:: Problem requirements ::
Can you find every line in the data below that contains the word "pink" and copy each of those lines in full?

:: Extracted records ::
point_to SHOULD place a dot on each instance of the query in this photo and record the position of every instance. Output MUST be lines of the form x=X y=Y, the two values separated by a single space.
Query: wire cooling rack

* * *

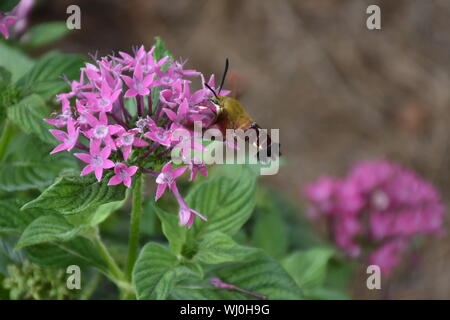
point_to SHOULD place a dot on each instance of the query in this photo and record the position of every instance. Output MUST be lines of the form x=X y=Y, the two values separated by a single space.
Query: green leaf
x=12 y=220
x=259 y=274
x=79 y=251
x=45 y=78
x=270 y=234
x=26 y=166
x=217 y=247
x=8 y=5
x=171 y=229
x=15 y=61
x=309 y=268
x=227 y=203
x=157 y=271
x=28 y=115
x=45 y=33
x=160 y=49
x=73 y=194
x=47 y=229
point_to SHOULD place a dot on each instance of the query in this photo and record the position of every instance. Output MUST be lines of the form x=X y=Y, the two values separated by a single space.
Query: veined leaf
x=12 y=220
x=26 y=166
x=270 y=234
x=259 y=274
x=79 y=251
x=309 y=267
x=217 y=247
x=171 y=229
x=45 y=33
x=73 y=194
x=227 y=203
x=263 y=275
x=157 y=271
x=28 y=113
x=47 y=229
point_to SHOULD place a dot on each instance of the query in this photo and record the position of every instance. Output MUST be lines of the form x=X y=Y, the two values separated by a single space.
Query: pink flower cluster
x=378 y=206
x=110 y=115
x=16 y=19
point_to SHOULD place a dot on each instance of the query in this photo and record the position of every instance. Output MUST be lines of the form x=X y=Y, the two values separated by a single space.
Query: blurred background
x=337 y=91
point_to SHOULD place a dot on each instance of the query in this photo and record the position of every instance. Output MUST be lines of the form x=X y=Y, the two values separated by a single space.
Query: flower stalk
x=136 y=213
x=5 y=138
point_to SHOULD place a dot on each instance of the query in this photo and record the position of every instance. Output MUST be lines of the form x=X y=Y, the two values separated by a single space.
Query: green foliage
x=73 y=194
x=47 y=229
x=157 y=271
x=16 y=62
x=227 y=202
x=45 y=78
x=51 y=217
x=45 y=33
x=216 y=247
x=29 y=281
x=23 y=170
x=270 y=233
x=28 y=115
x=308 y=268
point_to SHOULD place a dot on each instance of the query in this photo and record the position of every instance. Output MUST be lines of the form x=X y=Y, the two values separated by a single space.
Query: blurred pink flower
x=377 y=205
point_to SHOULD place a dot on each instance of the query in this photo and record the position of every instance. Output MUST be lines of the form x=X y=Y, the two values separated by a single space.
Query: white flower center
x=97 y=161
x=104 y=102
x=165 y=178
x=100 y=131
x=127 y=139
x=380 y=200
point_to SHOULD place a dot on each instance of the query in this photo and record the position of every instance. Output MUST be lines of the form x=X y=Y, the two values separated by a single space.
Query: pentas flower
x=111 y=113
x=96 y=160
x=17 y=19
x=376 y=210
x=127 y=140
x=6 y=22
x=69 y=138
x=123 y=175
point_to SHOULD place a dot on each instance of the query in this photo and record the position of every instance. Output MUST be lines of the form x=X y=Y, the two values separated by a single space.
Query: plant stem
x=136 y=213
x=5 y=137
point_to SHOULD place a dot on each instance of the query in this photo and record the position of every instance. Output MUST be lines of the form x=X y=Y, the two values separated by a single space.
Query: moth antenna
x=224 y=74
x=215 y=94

:: Correct output ::
Query: pink flower cluster
Query: blurred pink flower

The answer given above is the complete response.